TASK TO CARRY OUT:
Collect each line in the data below that contains the word "jacket", and copy those lines out in full.

DATA PROVIDED:

━━━━━━━━

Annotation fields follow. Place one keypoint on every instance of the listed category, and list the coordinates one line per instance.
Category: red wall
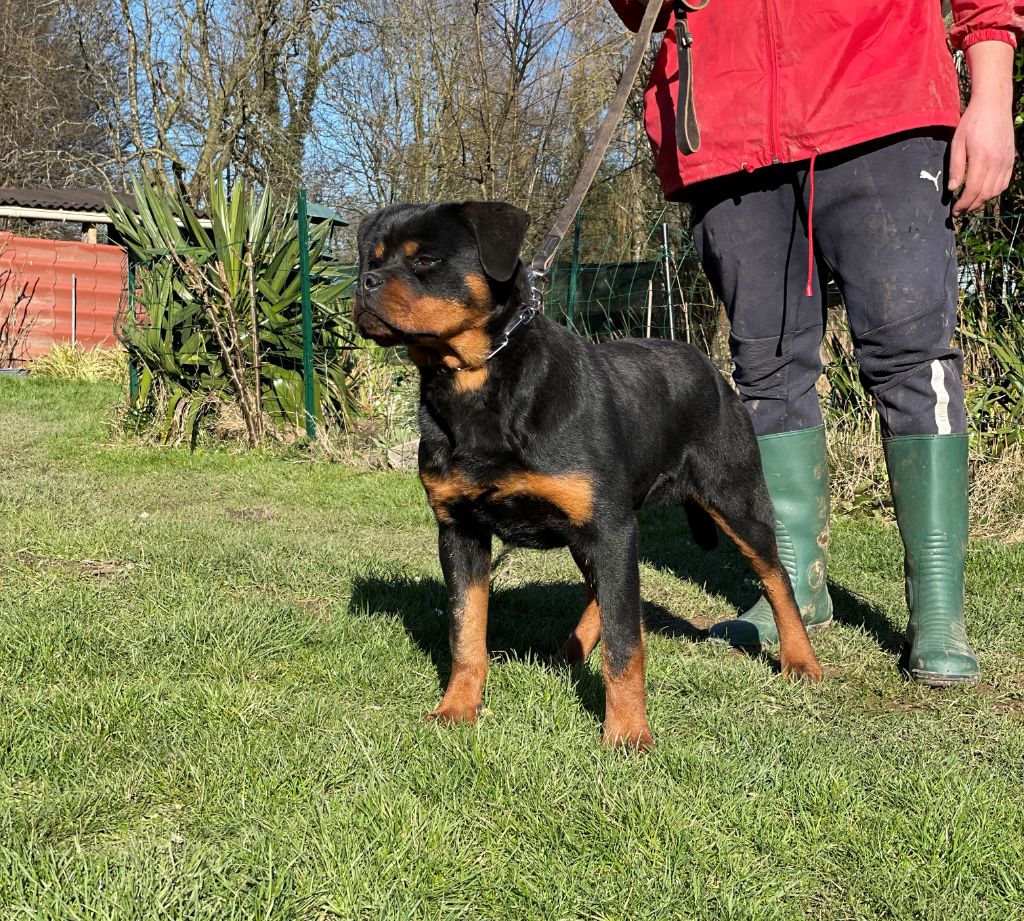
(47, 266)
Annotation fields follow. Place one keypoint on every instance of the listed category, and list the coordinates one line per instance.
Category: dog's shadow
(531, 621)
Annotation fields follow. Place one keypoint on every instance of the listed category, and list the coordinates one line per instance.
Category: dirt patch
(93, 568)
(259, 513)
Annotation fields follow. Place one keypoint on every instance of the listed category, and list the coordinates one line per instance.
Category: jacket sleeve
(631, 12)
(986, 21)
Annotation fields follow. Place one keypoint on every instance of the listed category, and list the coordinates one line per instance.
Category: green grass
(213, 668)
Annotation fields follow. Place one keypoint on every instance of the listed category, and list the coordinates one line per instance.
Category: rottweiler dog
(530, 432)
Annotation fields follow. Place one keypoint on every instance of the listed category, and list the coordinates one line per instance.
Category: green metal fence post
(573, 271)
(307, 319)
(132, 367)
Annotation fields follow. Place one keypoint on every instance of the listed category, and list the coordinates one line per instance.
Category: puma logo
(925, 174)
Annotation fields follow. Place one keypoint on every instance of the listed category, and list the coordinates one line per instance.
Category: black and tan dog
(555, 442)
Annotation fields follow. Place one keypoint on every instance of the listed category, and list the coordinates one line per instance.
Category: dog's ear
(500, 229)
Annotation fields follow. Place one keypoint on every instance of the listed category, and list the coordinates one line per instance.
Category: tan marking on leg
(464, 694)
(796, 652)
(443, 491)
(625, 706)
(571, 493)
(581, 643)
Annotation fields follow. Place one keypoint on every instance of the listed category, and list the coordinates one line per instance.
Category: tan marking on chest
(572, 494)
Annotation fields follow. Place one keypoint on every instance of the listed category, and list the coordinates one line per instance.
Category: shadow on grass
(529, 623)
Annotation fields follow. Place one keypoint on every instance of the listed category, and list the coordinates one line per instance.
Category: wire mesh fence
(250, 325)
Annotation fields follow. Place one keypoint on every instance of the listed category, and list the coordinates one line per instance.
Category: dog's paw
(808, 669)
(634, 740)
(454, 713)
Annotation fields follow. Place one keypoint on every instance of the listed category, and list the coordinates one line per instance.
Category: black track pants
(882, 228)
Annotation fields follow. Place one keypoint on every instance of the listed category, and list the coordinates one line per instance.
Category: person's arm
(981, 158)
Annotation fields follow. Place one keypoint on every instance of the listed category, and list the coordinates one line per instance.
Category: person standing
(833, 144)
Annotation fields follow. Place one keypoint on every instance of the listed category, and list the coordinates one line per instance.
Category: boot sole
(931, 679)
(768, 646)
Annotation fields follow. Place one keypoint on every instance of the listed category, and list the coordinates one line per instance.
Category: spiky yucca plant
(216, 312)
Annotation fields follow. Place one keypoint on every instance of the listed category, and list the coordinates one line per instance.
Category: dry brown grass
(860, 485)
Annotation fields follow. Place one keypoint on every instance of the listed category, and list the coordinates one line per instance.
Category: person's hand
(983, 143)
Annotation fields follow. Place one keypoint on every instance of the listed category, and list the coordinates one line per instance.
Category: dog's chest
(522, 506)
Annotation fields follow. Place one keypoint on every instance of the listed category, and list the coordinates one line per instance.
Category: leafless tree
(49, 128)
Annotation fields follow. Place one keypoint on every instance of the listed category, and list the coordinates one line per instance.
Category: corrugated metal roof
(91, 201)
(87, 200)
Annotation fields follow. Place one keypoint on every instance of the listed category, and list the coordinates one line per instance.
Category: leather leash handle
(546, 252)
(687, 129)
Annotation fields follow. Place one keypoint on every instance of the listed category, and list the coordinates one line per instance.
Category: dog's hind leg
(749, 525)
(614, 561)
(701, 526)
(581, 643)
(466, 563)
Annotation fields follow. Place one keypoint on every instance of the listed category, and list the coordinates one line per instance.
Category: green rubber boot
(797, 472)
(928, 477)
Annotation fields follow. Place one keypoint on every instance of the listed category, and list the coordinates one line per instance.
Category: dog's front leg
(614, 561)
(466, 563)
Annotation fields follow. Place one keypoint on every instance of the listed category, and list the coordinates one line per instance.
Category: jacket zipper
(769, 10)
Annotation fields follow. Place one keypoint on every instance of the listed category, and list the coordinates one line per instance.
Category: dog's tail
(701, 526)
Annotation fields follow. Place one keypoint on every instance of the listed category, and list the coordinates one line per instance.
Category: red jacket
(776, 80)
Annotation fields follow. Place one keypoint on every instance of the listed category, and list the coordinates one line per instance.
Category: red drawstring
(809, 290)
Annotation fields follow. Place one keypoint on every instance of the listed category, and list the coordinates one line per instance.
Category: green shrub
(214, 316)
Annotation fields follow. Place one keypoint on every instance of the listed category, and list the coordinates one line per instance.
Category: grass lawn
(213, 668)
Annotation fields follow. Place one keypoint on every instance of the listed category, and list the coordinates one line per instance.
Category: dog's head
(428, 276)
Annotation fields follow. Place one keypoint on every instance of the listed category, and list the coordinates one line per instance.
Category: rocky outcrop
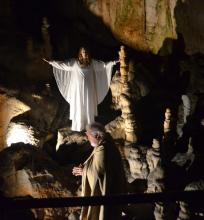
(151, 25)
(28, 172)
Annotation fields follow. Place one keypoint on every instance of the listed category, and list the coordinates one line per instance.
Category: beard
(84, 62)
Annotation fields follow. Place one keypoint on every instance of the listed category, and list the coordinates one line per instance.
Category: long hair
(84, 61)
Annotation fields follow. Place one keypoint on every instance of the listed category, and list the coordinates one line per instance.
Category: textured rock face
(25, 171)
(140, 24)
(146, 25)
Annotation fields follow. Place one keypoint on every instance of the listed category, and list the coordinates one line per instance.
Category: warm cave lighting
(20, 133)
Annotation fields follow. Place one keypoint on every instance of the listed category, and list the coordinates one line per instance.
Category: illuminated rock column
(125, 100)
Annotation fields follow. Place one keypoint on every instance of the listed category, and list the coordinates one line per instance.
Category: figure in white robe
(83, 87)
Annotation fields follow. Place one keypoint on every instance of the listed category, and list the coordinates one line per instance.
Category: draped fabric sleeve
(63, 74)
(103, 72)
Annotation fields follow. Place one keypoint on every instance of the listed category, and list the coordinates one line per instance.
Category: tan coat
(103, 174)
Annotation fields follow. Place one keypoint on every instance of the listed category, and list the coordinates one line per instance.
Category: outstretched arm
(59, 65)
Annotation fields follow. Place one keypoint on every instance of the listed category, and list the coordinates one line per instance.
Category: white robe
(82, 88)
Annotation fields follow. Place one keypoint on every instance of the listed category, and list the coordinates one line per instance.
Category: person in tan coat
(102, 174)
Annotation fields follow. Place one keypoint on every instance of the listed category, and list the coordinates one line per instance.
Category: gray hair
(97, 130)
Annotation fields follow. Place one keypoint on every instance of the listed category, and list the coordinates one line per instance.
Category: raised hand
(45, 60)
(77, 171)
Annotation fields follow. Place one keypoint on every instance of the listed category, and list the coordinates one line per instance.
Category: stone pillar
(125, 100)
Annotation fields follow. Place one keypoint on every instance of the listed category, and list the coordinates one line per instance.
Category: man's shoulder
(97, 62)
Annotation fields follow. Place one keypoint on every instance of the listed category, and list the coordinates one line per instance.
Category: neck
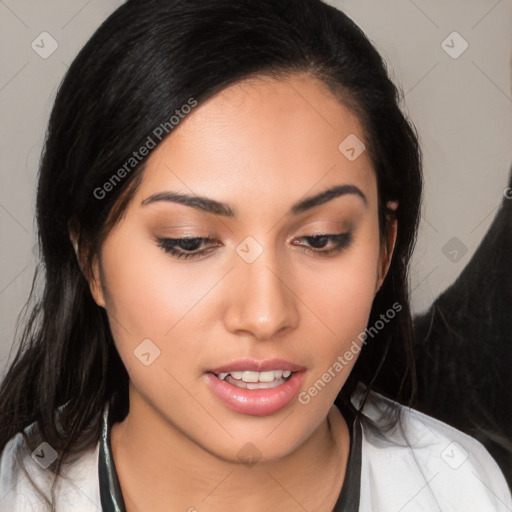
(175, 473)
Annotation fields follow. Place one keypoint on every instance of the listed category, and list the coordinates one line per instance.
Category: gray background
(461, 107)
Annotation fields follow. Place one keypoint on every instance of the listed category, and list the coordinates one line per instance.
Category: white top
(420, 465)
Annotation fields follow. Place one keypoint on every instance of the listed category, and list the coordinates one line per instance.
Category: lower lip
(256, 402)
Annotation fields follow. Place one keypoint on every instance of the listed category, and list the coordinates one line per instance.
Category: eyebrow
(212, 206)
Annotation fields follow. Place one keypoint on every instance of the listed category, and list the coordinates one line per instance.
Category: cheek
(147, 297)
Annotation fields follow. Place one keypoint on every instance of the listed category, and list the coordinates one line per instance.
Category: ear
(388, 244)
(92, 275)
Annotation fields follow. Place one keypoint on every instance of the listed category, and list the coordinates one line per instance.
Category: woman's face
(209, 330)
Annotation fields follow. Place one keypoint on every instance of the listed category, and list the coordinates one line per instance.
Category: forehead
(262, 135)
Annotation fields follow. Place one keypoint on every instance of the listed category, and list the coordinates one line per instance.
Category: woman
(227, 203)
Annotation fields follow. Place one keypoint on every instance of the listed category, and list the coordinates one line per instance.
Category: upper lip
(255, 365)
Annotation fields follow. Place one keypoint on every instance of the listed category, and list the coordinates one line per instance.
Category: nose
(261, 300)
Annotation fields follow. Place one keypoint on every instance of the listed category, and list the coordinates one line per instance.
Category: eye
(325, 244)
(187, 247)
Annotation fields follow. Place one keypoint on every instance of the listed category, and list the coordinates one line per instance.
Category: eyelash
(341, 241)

━━━━━━━━

THE SOLUTION:
Category: jacket sleeve
Category: jacket zipper
Category: red jacket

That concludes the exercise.